*AUFGABENBESCHREIBUNG:* Kannst du den Forenthread über Ringpuffer nach seiner letzten Zeile fortsetzen?

# Ringpuffer!



## DeBullet (25. Oktober 2003)

Ja ich mal wieder!

Hoffentlich sind meine fragen hier nicht all zu langweilig für manche experten hier! Ich bin nicht ganz "C-Neuling" jedoch fehlt mir noch einiges damit ich sagen kann, dass ich in c fit bin!

Nun die Frage:

Kann mir jemand von euch ne korrekte und einfach verständliche gut programmierte Ringpuffer schicken? bzw. ne tutorial was ein Ringpuffer ist, was es macht und wie es programmiert wird?

Ich habe so meine Probleme bei einer Aufgabe, der mehr als ein "Normaler" Ringpuffer fördert! Wobei ich noch nicht mal genau weiss was dieser Ringpuffer genau macht und wie ich es am besten programmieren soll
Es ist mir schon klar, das der daten liest und sie dann irgendwie überschreibt und so.. jedoch nicht ganz klar was es nutzen soll!

Ne quelltext mit komentierung wäre sehr net!(in C bitte)


Danke euch im vorraus! ;-)


----------



## Tobiasm (26. Oktober 2003)

*Auszüge aus Pointing-Datensätzen:*
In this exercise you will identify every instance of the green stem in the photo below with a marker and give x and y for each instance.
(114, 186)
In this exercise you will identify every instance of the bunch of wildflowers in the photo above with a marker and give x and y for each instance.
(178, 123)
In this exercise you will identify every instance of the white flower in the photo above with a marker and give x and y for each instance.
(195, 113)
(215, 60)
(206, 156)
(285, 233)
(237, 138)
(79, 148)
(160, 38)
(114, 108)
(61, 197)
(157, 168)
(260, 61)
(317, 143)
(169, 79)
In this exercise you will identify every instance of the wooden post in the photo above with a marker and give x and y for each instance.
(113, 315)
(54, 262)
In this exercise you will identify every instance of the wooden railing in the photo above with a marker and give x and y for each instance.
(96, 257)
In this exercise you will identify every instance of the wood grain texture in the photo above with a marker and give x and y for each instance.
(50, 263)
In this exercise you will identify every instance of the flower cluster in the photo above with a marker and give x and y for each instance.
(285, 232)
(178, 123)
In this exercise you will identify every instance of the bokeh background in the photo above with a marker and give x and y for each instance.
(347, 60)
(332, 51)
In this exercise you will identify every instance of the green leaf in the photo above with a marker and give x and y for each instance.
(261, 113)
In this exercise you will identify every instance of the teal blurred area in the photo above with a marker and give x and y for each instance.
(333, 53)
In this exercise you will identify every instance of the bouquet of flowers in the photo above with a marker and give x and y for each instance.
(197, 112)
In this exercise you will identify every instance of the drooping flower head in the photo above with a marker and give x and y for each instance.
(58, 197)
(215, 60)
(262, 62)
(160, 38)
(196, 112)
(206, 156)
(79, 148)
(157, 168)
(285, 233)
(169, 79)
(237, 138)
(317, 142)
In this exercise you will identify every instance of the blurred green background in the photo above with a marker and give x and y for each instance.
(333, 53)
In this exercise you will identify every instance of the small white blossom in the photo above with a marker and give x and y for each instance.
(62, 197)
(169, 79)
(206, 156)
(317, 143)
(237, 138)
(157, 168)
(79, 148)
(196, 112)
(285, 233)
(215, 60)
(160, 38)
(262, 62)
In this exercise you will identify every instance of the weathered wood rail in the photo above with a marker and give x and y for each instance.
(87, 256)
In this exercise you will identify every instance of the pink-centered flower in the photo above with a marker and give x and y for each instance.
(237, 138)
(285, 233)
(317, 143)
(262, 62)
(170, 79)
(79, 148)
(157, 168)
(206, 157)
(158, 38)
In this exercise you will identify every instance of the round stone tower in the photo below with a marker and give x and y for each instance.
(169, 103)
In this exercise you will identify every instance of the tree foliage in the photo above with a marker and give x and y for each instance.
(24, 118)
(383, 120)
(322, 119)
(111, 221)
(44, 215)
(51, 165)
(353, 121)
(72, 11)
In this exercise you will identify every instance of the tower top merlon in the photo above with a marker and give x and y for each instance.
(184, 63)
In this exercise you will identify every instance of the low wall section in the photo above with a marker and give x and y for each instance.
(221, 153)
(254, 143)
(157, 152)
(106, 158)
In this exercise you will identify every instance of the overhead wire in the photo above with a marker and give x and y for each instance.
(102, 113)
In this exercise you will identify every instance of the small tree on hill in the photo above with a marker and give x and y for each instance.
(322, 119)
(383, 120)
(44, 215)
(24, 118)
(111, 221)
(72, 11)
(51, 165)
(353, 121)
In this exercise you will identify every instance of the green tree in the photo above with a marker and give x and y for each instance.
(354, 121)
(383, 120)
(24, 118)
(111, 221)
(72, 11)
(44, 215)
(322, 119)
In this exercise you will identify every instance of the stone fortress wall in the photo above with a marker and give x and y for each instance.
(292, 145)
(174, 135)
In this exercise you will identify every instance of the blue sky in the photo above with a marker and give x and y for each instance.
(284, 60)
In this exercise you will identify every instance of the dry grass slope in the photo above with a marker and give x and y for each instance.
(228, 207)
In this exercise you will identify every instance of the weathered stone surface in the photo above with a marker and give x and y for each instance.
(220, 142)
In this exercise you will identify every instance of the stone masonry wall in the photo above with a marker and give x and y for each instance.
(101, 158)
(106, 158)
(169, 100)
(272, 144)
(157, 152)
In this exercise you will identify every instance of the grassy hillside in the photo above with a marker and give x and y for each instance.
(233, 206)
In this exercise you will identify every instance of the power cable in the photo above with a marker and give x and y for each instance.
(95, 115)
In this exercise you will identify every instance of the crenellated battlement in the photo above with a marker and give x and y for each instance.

*ANTWORT ZUR AUFGABE:*
Also schreiben wirst Du ihn schon selber müssen - ich glaube auch nicht, dass sich jemand hier hinsetzen wird und Dir einen schreibt.

ganz nebenbei verweise ich mal auf google, einfach nach Ringbuffer suchen. Da findet man nun wirklich Sachen zu Hauf, die kommentiert und gut programmiert sind.

MfG

Tobias


----------



## basd (1. November 2003)

Ein Ringpuffer ist ziemlich simpel:

Du musst dir vorstellen dass du Speicher mit N Elementen hast (0...N-1), so bist du nun beim N-1 Element, ist das folgende Element wieder das Element 0 (d.h. das erste Element wird überschrieben, danach das zweite etc.)


Programmieren musst schon selber !

Was du brauchst ist die Länge des Puffers, ein Index des nächsten Elements, und ne Möglichkeit festzustellen wann du wieder zum ersten element zurück musst


Hoffe das hilft

Mfg 
Basd


----------



## chibisuke (1. November 2003)

Nein sowas muss man nicht selbst programmieren, denn sowas gibt in der STL fast fertig ;-)

man nehme einmal eine doppelt verlinkte liste, die is in der STL zu finden, und fügt an das letzte element der kette einfach das erste an...


----------



## basd (1. November 2003)

das is ja aber nicht der Sinn der Sache , was lernt man davon ? nichts ! 
(auch wenn die Idee natürlich nicht unbedingt die beste aber durchaus clever und simpel ist )


----------



## Tobiasm (1. November 2003)

Bevor ich aber das mache würde ich mir eher einen eigenen Programmieren -dauert höchstens fünf Minuten mehr...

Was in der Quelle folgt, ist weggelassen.